Classical Music & Dance

The Harmony Project helps Kansas City kids achieve through music

Let’s take a deep breath and talk about what’s right with the world.

Like Harmony Project KC.

Northeast Kansas City may have a reputation for crime and poverty, but the Harmony Project is changing children’s lives for the better there through music.

Started in January 2015 with 33 students, the Harmony Project provides instruments and six hours of weekly music instruction to children from low-income families.

The program’s organizers say all of this attention is already showing results with higher grades and more stability in the lives of 60 students.

Some of those student musicians will perform a piece by Antonin Dvorak alongside four brass players from the Kansas City Symphony Sunday at the Kansas City Museum.

Finding the program

When Scuola Vita Nuova charter school outgrew its space in the Northeast Community Center and moved to a larger campus two years ago, the center’s executive director, Laura Shultz, wanted to replace the school with something just as meaningful for Northeast Kansas City families.

After reading and researching the demographics of the area and speaking with parents, she realized parents’ biggest concerns were crime and the need for educational opportunities and after-school and weekend activities for children.

“I heard about Harmony Project in Los Angeles, and it was along the lines of what I thought would help the children, but I had no idea it would actually cover all three of those issues,” Shultz said.

Harmony Project founder Margaret Martin overcame teen pregnancy, domestic violence and homelessness to earn a doctorate in public health from the University of California, Los Angeles.

She started the first Harmony Project in Los Angeles in 2001. It provided instruments and tuition-free music lessons to thousands of the city’s most vulnerable children.

Her program paid off. Besides earning better grades in grade school and high school, Harmony Project students are much more likely to attend and finish college.

Martin has done remarkable work closing the achievement gap between poor children and those from more affluent families. In 2011, she received the Presidential Citizens Medal, one of the nation’s highest honors, for founding the Harmony Project, which now has programs in Miami, New Orleans and Tulsa, as well as Kansas City.

Shultz spent three days in L.A. with students who were graduating after six or seven years in the program.

“All were receiving scholarships and all were going on to college from a high crime area in L.A.,” Shultz said. “I thought this really sounds like the right thing to do in Kansas City, and I started digging around and getting valuable information from the UMKC Conservatory, from Michael Stern (the Kansas City Symphony’s music director) and William Jewell College, and many of them are now on our advisory board.”

Sharing music

Shultz hired Carmen Espinosa to run the program and hired a lot of part-time teachers as well.

Espinosa is originally from Lima, Peru. She’s a classical pianist who received her bachelor’s and master’s degrees in the United States, but after returning home to Lima, she was dissatisfied.

Set problem 1. Revise the records from the line that has "Give the innermost point of each instance of the red plaid" through their last line, replacing "pixel coordinates" with "image coordinates" and keeping everything else the same.

Excerpted data.

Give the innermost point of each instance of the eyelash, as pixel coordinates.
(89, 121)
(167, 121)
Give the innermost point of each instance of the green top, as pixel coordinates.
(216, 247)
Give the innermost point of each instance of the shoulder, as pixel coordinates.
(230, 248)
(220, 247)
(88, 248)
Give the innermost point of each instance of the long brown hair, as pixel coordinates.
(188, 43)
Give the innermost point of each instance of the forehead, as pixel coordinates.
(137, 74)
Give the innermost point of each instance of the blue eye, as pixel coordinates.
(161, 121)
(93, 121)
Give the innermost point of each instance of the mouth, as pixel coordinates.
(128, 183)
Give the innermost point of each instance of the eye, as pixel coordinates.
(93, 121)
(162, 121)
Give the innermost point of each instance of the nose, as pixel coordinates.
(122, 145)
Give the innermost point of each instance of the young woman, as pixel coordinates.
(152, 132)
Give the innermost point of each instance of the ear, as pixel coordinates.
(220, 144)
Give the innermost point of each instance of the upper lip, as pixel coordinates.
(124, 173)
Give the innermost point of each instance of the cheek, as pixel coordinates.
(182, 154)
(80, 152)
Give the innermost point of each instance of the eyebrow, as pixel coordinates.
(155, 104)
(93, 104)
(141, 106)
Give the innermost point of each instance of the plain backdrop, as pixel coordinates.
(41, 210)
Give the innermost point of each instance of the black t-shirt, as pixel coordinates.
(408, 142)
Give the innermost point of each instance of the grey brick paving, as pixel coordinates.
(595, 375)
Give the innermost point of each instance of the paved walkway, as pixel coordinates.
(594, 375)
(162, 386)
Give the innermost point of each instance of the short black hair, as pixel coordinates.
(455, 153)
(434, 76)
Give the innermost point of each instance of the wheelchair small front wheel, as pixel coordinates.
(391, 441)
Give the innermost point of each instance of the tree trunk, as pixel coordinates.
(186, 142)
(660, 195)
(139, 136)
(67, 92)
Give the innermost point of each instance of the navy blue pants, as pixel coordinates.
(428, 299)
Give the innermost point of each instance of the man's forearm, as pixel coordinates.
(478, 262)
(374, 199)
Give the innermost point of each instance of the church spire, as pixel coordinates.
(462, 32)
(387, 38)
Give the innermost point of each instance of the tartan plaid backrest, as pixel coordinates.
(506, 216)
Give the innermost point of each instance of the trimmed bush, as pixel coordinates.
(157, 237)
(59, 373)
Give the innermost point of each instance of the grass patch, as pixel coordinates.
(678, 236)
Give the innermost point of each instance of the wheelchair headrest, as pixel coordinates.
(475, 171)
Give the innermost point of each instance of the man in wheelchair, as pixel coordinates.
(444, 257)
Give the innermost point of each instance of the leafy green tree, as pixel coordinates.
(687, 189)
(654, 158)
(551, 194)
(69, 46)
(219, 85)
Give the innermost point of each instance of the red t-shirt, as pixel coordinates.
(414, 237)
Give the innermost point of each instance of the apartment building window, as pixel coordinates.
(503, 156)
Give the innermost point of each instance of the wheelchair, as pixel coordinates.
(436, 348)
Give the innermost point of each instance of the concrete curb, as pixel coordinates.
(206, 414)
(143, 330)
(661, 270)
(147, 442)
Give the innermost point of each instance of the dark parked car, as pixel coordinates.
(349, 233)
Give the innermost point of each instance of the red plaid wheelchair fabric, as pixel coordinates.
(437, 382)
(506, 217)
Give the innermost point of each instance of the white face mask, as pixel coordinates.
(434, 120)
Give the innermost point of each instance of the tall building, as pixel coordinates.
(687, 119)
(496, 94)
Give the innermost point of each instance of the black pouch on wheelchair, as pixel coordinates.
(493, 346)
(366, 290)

Set problem 2. Quote the passage of the Harmony Project article that starts with the words "Sharing music" and ends after "she was dissatisfied.".

Written reply 1.
Give the innermost point of each instance of the red plaid wheelchair fabric, as image coordinates.
(437, 382)
(506, 217)
Give the innermost point of each instance of the white face mask, as image coordinates.
(434, 120)
Give the innermost point of each instance of the tall building, as image coordinates.
(687, 119)
(496, 94)
Give the innermost point of each instance of the black pouch on wheelchair, as image coordinates.
(493, 346)
(366, 290)

Written reply 2.
Sharing music

Shultz hired Carmen Espinosa to run the program and hired a lot of part-time teachers as well.

Espinosa is originally from Lima, Peru. She’s a classical pianist who received her bachelor’s and master’s degrees in the United States, but after returning home to Lima, she was dissatisfied.